=== Exercise inputs ===
↓

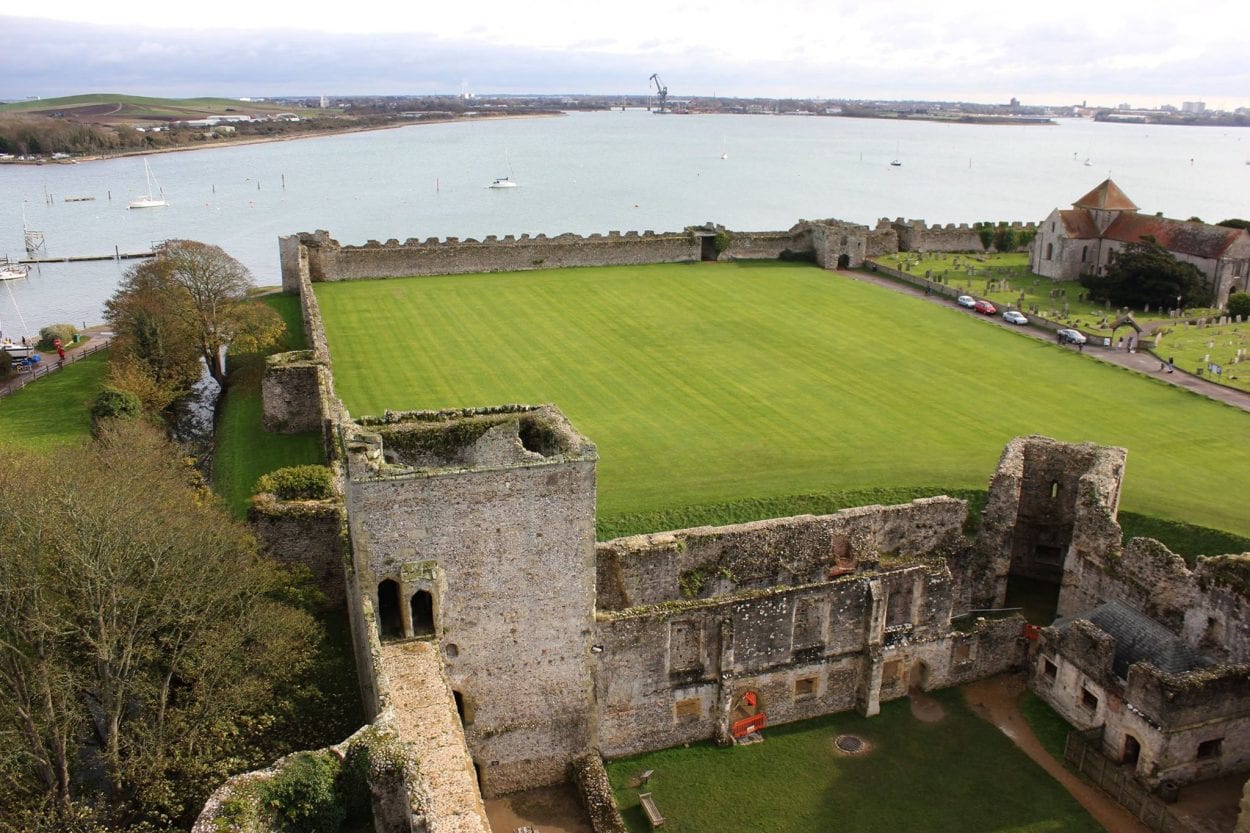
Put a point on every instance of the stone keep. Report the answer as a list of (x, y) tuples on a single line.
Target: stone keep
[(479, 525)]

↑
↓

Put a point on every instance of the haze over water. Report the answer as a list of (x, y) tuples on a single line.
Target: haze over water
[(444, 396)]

↑

=== Job ===
Copy the lines word for word, starting at the line that contains "Put a point on every instance of the haze" and ending at the line that contains "[(444, 396)]", with both of those lines included.

=== Worked answer ===
Put a point on every instance of the haze over water. Report the answer as a list of (x, y) tuples on a single line.
Target: haze over water
[(444, 396)]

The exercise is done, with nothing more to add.